### Source passage ###

Connecticut Superior Court, Judicial District of New London at Norwich
Mar 21, 1994
1994 Ct. Sup. 3065 (Conn. Super. Ct. 1994)

Opinion

No. 104321

March 21, 1994


MEMORANDUM OF DECISION ON DEFENDANT'S MOTION TO STRIKE


This is a contract action in which the plaintiff filed a six-count complaint against the defendant alleging breach of a subcontract agreement, breach of a general contract agreement, violation of General Statutes 4b-95, estoppel, fraudulent misrepresentations and violations of the Connecticut Unfair Trade Practices Act, respectively. The defendant has filed a motion to strike the third count of the plaintiff's complaint on the ground that the third count does not state a cognizable claim under Connecticut law.

The facts as alleged in the complaint are as follows. On August 19, 1993, the plaintiff, a subcontractor, submitted a bid to the defendant, a general contractor, for the plumbing, heating, ventilating and air conditioning portions of work to be done on a project to renovate Shepaug Valley/Middle High School in Washington Depot, Connecticut. The defendant submitted a bid to perform the construction on the project, which bid named the plaintiff as a subcontractor and incorporated the plaintiff's bid. Thereafter, the defendant was awarded the contract and informed the plaintiff that the plaintiff was named subcontractor. The defendant, however, employed another subcontractor to perform the plumbing, heating, ventilating and air conditioning work on the project.

The defendant moves to strike the third count of the plaintiff's complaint on the ground that 4b-95, which regulates general bid form requirements for contracts subject to 4b-91 to 4b-100 for construction and alterations of state buildings, does not apply to contracts awarded by municipalities. In opposition, the plaintiff asserts that 4b-95 applies to any contracts for construction of public buildings in which there is some state involvement. The plaintiff argues that the present contract involves a public building and is partially state funded and, therefore, 4b-95 applies.

General Statutes 4b-95(c) provides, in part:

The awarding authority shall not permit substitution of a subcontractor for one named in accordance with the provisions of this section or substitution of a subcontractor for any designated subtrade work bid to be performed by the general contractor's own forces, except for good cause.

###

**Exercise 1**. Condense the paragraph of the court memorandum that begins "The facts as alleged in the complaint" into a short list, keeping its main facts.
**Exercise 2**. Supply the next part of the court memorandum, picking up after its last sentence.

### Material provided ###

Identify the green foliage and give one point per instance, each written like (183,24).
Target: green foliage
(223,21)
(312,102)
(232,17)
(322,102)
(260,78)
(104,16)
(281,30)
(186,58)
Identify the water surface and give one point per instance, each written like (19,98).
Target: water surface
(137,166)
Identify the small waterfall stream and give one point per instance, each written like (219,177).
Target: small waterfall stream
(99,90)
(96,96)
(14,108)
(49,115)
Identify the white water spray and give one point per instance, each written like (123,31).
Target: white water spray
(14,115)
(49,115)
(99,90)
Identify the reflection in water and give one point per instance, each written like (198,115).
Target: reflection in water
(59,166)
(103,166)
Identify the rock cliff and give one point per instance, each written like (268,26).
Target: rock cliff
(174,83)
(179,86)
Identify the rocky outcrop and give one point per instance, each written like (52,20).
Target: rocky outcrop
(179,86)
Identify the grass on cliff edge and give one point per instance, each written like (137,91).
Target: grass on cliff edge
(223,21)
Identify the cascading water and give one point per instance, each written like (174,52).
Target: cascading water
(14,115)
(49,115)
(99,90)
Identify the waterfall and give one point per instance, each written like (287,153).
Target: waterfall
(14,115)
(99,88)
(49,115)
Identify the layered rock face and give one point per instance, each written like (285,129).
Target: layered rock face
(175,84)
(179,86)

###

**Result 1**.
- On August 19, 1993, the plaintiff, a subcontractor, bid to the defendant, a general contractor, for the plumbing, heating, ventilating and air conditioning work on a renovation of Shepaug Valley/Middle High School in Washington Depot, Connecticut.
- The defendant's own bid for the project named the plaintiff as a subcontractor and incorporated the plaintiff's bid.
- The defendant won the contract and told the plaintiff it was the named subcontractor.
- The defendant then hired a different subcontractor to do that work.

**Result 2**.
In Ardmare Construction v. Freeman, 191 Conn. 497 (1983), the plaintiff, an unsuccessful bidder, sought a writ of mandamus ordering the commissioner of administrative services to award a certain contract to the plaintiff. The plaintiff's request was granted and the commissioner appealed. The court in Ardmare first noted that it "has consistently followed the view that an unsuccessful bidder has no standing to challenge the award of a public contract." Id., 501. However, "`where fraud, corruption or favoritism has influenced the conduct of the bidding officials or when the very object and integrity of the competitive bidding process is defeated by the conduct of municipal officials,'" an unsuccessful bidder does have standing to challenge the award of a public contract. Id., quoting Spiniello Construction Co. v. Manchester, 189 Conn. 539, 544 (1983); see also Unisys Corporation v. Department of Labor, 220 Conn. 689, 694 (1991).

In Unisys Corporation, the court stated, at page 694:

Although in Spiniello Construction Co. the plaintiff who sought the injunction was a bidder, in Ardmare Construction Co. we did not tailor the remedy solely to that class of persons. Indeed, we quoted with approval from Scanwell Laboratories, Inc. v. Shaffer, 424 F.2d 859, 864 (D.C. Cir. 1970), the following: "`[T]he public interest in preventing the granting of contracts through arbitrary or capricious action can properly be vindicated through a suit brought by one who suffers injury as a result of the illegal activity, but the suit itself is brought in the public interest by one acting essentially as a "private attorney general."'" (Emphasis added.) Ardmare Construction Co. v. Freedman, supra, 504. In Ardmare Construction Co., we pointed out that the scope of our holding in Spiniello Construction Co. was "to strike the proper balance between fulfilling the purposes of the competitive bidding statutes and preventing frequent litigation that might result in extensive delay in the commencement and completion of government projects to the detriment of the public." Ardmare Construction Co. v. Freedman, supra, 505.

In Milward Corporation v. City of Hartford, 5 Conn. L. Rptr. 344, 345 (December 6, 1991, Schaller, J.), the issue was whether the above exception applies "to a subcontractor whose general contractor has not been awarded a contract to perform a public works contract, where the subcontractor alleges fraud, corruption, favoritism, or compromise of the bidding process." In holding that the subcontractor lacked standing to challenge the award, the court stated that "while the courts have begun to broaden certain aspects of bidder standing, a subcontractor, not being a party to the bidding and award process for the general contract, has an interest too attenuated to permit standing." Id.

Based on the Milward Corporation case, the plaintiff does not have standing to allege a violation of 4b-95. In Ardmare Construction Co. v. Freedman, supra at 501, the court stated:

Standing is the legal right to set judicial machinery in motion. One cannot rightfully invoke the jurisdiction of the court unless he has, in an individual or representative capacity, some real interest in the cause of action, or a legal or equitable right, title or interest in the subject matter of the controversy. (Citation omitted.)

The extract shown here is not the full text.